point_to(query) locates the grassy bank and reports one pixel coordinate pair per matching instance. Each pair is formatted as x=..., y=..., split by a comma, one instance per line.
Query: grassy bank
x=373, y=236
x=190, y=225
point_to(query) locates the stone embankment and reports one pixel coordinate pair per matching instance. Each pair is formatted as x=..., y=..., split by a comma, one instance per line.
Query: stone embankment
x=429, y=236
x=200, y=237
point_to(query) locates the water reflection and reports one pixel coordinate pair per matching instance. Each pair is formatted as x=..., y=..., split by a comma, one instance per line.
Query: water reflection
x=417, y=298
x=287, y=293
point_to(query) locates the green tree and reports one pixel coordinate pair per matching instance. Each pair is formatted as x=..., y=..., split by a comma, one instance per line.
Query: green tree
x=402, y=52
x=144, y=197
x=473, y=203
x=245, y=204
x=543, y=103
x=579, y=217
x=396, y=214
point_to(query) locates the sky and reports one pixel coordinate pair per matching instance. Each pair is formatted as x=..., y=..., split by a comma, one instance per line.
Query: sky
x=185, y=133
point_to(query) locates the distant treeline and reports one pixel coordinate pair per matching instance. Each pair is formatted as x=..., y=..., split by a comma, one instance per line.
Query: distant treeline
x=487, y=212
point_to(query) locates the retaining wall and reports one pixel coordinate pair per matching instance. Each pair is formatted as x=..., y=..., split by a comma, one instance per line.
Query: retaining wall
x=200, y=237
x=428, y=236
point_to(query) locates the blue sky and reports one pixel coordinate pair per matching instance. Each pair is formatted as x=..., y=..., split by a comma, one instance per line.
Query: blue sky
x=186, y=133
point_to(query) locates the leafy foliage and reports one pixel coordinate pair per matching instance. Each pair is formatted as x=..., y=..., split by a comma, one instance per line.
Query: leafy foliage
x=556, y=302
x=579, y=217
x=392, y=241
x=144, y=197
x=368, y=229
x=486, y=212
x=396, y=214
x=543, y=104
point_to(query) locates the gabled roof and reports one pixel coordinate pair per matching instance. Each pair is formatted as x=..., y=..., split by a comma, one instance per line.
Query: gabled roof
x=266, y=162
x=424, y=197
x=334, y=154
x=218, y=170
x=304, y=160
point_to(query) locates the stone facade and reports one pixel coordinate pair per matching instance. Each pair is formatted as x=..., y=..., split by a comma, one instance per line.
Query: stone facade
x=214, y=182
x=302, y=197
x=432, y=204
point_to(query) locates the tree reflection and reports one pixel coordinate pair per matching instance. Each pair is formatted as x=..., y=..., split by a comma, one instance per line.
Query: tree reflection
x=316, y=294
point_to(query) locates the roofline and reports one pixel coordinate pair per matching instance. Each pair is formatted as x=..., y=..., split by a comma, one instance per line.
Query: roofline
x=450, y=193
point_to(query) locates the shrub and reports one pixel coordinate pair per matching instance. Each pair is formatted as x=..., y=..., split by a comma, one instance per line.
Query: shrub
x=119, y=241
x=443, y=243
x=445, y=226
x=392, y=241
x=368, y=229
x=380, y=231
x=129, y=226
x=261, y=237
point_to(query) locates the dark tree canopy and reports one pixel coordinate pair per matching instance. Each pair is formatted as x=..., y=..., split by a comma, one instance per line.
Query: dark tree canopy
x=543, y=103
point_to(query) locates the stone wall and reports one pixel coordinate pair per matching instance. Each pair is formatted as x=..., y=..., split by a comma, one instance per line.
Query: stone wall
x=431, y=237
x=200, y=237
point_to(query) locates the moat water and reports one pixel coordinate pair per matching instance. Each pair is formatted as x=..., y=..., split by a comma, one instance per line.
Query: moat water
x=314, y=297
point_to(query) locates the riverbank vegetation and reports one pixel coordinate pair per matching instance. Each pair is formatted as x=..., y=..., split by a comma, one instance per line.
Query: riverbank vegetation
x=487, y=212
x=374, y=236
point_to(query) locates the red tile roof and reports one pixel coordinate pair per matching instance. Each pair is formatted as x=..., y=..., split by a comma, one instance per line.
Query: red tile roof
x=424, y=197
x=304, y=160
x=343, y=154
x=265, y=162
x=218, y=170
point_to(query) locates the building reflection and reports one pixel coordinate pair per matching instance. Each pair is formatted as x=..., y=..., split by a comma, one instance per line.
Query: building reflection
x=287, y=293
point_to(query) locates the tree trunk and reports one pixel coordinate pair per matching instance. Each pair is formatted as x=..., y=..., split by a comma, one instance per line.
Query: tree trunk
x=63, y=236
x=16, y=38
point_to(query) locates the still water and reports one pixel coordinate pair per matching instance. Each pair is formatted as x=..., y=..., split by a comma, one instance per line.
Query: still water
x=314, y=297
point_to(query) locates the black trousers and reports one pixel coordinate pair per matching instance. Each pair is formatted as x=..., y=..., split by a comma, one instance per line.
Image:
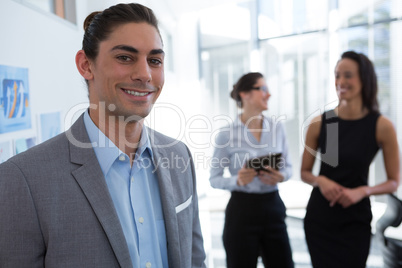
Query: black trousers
x=255, y=226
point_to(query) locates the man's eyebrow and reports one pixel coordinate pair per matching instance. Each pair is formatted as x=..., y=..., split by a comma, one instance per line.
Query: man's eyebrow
x=126, y=48
x=157, y=51
x=134, y=50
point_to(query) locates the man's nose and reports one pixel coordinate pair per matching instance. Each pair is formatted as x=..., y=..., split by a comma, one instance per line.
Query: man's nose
x=142, y=71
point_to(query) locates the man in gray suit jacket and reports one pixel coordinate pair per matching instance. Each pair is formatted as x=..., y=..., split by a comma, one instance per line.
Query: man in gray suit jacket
x=108, y=192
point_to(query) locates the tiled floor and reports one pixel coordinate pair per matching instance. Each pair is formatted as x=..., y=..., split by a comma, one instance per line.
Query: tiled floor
x=212, y=207
x=216, y=254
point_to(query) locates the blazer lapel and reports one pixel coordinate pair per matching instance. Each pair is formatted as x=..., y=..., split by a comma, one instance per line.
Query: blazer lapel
x=91, y=180
x=167, y=198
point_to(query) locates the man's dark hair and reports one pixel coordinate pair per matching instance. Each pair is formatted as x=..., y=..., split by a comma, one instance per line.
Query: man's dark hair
x=99, y=25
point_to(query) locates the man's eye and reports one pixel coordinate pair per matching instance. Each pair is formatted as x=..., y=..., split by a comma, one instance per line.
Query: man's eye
x=155, y=61
x=124, y=58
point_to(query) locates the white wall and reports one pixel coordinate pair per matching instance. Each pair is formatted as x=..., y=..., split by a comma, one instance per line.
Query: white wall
x=46, y=45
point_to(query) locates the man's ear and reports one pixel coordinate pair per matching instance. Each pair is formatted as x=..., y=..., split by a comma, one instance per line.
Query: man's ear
x=244, y=95
x=84, y=66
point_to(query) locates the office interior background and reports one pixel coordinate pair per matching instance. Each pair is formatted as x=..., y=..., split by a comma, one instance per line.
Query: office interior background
x=209, y=45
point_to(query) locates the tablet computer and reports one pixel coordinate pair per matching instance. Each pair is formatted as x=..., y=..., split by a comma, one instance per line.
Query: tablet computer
x=273, y=160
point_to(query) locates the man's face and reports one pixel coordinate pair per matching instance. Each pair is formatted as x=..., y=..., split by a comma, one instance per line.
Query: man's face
x=128, y=72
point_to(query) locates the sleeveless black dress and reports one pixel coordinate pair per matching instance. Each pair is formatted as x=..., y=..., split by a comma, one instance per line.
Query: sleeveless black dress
x=338, y=237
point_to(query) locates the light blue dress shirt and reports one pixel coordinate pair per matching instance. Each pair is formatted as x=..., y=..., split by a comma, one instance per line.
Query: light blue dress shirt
x=136, y=197
x=235, y=144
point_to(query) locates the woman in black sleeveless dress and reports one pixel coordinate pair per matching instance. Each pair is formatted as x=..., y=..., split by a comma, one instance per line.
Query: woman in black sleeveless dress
x=338, y=216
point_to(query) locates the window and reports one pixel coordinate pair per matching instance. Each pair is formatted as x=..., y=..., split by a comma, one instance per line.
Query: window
x=62, y=8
++++++
- **To do**
Rewrite every line of the records above as a numbered list, omitting blank lines and leaving the pictures out of your answer.

- **Solution to the exercise**
1. point_to(query) locates the grassy bank and reports one pixel coordinate pair per matching instance. Each pair is formatted as x=..., y=..., split by a comma, one instance per line.
2. Query: grassy bank
3. x=373, y=236
4. x=190, y=225
5. point_to(query) locates the stone embankment and reports one pixel coordinate pair per matching instance. Each pair is formatted as x=..., y=..., split by a comma, one instance per line.
6. Query: stone embankment
7. x=429, y=236
8. x=200, y=237
9. point_to(query) locates the water reflection and reports one pixel coordinate pair per matching instance. Each pair is formatted as x=..., y=..., split by a comma, one instance per line.
10. Query: water reflection
11. x=417, y=298
12. x=287, y=293
13. point_to(query) locates the green tree and reports one pixel coordinate pair per matching instance. Each pair is formatted as x=..., y=..., split by a comma, one instance per line.
14. Query: green tree
15. x=402, y=52
16. x=144, y=197
17. x=473, y=203
18. x=245, y=204
19. x=543, y=103
20. x=579, y=217
21. x=396, y=214
22. point_to(query) locates the sky and reports one pixel coordinate pair per matching instance. Each pair is formatted as x=..., y=..., split by a comma, one instance per line.
23. Query: sky
24. x=185, y=133
25. point_to(query) locates the distant treeline and reports one pixel coordinate pair per matching instance. Each pair is formatted as x=..., y=..., split by a comma, one instance per line.
26. Query: distant treeline
27. x=487, y=212
28. point_to(query) locates the retaining wall and reports one pixel coordinate pair per matching instance. Each pair is formatted as x=..., y=..., split by a comma, one instance per line.
29. Query: retaining wall
30. x=200, y=237
31. x=428, y=236
32. point_to(query) locates the blue sky and reports one pixel coordinate pair per matching instance. Each pair is formatted as x=..., y=..., split by a comma, one instance per line.
33. Query: blue sky
34. x=186, y=133
35. point_to(query) locates the leafy foliage and reports one pixel coordinate pair per matching instance. Each pair is formatted as x=..., y=..., split by a comma, one instance per line.
36. Query: leafy foliage
37. x=556, y=302
38. x=579, y=217
39. x=392, y=241
40. x=144, y=197
41. x=368, y=229
42. x=486, y=212
43. x=396, y=214
44. x=543, y=104
45. point_to(query) locates the gabled roof and reports one pixel coordinate pair per matching instance. Each pair is formatted as x=..., y=..., split by a comma, one instance per line.
46. Query: gabled roof
47. x=266, y=162
48. x=424, y=197
49. x=334, y=154
50. x=218, y=170
51. x=304, y=160
52. point_to(query) locates the stone facade and reports one pixel coordinate pair per matching instance. Each pair is formatted as x=..., y=..., split by a comma, one instance per line.
53. Query: stone facade
54. x=214, y=182
55. x=302, y=197
56. x=432, y=204
57. point_to(query) locates the tree reflection and reports one pixel coordinate pair per matching instance. Each pair is formatted as x=..., y=..., split by a comma, one instance per line.
58. Query: tree reflection
59. x=316, y=294
60. point_to(query) locates the roofline and reports one pixel coordinate pair per matching instance. Each pair is formatted as x=..., y=..., split by a comma, one instance per line.
61. Query: roofline
62. x=450, y=193
63. point_to(query) locates the shrub and reports one pixel coordinate pair per matching instance. Each pair is formatted as x=..., y=..., split by a comma, one instance per line.
64. Query: shrub
65. x=119, y=241
66. x=443, y=243
67. x=445, y=226
68. x=392, y=241
69. x=368, y=229
70. x=380, y=231
71. x=129, y=226
72. x=261, y=237
73. point_to(query) locates the dark tree canopy and reports one pixel coordinate pair per matching instance. Each pair is formatted as x=..., y=..., split by a comma, one instance per line.
74. Query: dark tree canopy
75. x=543, y=103
76. point_to(query) locates the stone wall and reports one pixel coordinate pair per matching instance. Each pair is formatted as x=..., y=..., split by a comma, one instance per line.
77. Query: stone wall
78. x=431, y=237
79. x=200, y=237
80. point_to(query) locates the moat water and reports one pixel coordinate pair per matching instance. Each pair is formatted as x=..., y=..., split by a comma, one instance per line.
81. Query: moat water
82. x=314, y=297
83. point_to(query) locates the riverbank vegetation and reports one pixel coordinate pair per matching instance. Each pair is formatted as x=..., y=..., split by a comma, one instance per line.
84. Query: riverbank vegetation
85. x=487, y=212
86. x=374, y=236
87. point_to(query) locates the red tile roof and reports one pixel coordinate pair per matching instance. Each pair is formatted as x=..., y=..., split by a comma, one instance per line.
88. Query: red tile roof
89. x=424, y=197
90. x=304, y=160
91. x=343, y=154
92. x=265, y=162
93. x=218, y=170
94. point_to(query) locates the building reflection and reports one pixel coordinate pair per matching instance. Each pair is formatted as x=..., y=..., split by a comma, one instance per line.
95. Query: building reflection
96. x=287, y=293
97. point_to(query) locates the tree trunk and reports one pixel coordinate pair per matching instance. Each pair is formatted as x=..., y=..., split by a comma, one instance per line.
98. Query: tree trunk
99. x=63, y=236
100. x=16, y=38
101. point_to(query) locates the still water and reports one pixel coordinate pair per matching instance. Each pair is formatted as x=..., y=..., split by a comma, one instance per line.
102. Query: still water
103. x=314, y=297
104. point_to(query) locates the black trousers and reports one pixel coordinate pair per matching instance. Each pair is formatted as x=..., y=..., split by a comma, one instance per line.
105. Image:
106. Query: black trousers
107. x=255, y=226
108. point_to(query) locates the man's eyebrow and reports one pixel coordinate pair per matching instance. Each pair is formatted as x=..., y=..., split by a comma, one instance per line.
109. Query: man's eyebrow
110. x=126, y=48
111. x=157, y=51
112. x=134, y=50
113. point_to(query) locates the man's nose and reports one pixel coordinate pair per matching instance. Each pair is formatted as x=..., y=..., split by a comma, one instance per line.
114. Query: man's nose
115. x=142, y=71
116. point_to(query) locates the man in gray suit jacket and reports one pixel coordinate pair per matching instance. Each pair is formatted as x=..., y=..., split by a comma, one instance per line.
117. Query: man in gray suit jacket
118. x=108, y=192
119. point_to(query) locates the tiled floor and reports one pixel coordinate pair per matching instance. Each pair is formatted as x=..., y=..., split by a comma, one instance per line.
120. Query: tiled floor
121. x=212, y=207
122. x=216, y=254
123. point_to(query) locates the blazer lapel and reports one pixel coordinate pair per matching instance. Each pair is formatted as x=..., y=..., split by a comma, one instance per line.
124. Query: blazer lapel
125. x=91, y=180
126. x=167, y=198
127. point_to(query) locates the man's dark hair and reports one pixel coordinate pair per matching instance. Each pair is formatted as x=..., y=..., split by a comma, one instance per line.
128. Query: man's dark hair
129. x=99, y=25
130. point_to(query) locates the man's eye and reports one pixel coordinate pair per matching instance. Each pair is formatted as x=..., y=..., split by a comma, one instance per line.
131. Query: man's eye
132. x=155, y=61
133. x=124, y=58
134. point_to(query) locates the white wall and reports one pixel coordinate pair per matching instance. Each pair is formatted as x=..., y=..., split by a comma, one instance per line.
135. Query: white wall
136. x=46, y=45
137. point_to(query) locates the man's ear and reports one pixel coordinate pair per matching instance. Each pair is formatted as x=..., y=..., split by a comma, one instance per line.
138. Query: man's ear
139. x=244, y=95
140. x=84, y=66
141. point_to(query) locates the office interior background and reports one pixel coordinate pair per matching instance. Each pair is formatted as x=..., y=..., split by a comma, one instance per line.
142. Query: office interior background
143. x=209, y=45
144. point_to(query) locates the tablet computer and reports one pixel coordinate pair per matching instance. Each pair is formatted as x=..., y=..., split by a comma, one instance per line.
145. Query: tablet computer
146. x=273, y=160
147. point_to(query) locates the man's face and reports one pixel coordinate pair per matching instance. Each pair is formatted as x=..., y=..., split by a comma, one instance per line.
148. Query: man's face
149. x=128, y=72
150. point_to(query) locates the sleeveless black dress and reports one pixel coordinate pair per matching instance. Each pair is formatted as x=..., y=..., split by a comma, one instance per line.
151. Query: sleeveless black dress
152. x=338, y=237
153. point_to(query) locates the light blue dress shirt and reports one pixel coordinate pair per matching instance. Each pair is formatted as x=..., y=..., split by a comma, one instance per line.
154. Query: light blue dress shirt
155. x=136, y=197
156. x=235, y=144
157. point_to(query) locates the woman in black sleeveless dress and reports one pixel coordinate pair per matching instance. Each pair is formatted as x=..., y=..., split by a comma, one instance per line.
158. Query: woman in black sleeveless dress
159. x=338, y=216
160. point_to(query) locates the window and reports one pixel coordinate pair per matching instance. Each pair is formatted as x=..., y=..., split by a comma, one instance per line.
161. Query: window
162. x=62, y=8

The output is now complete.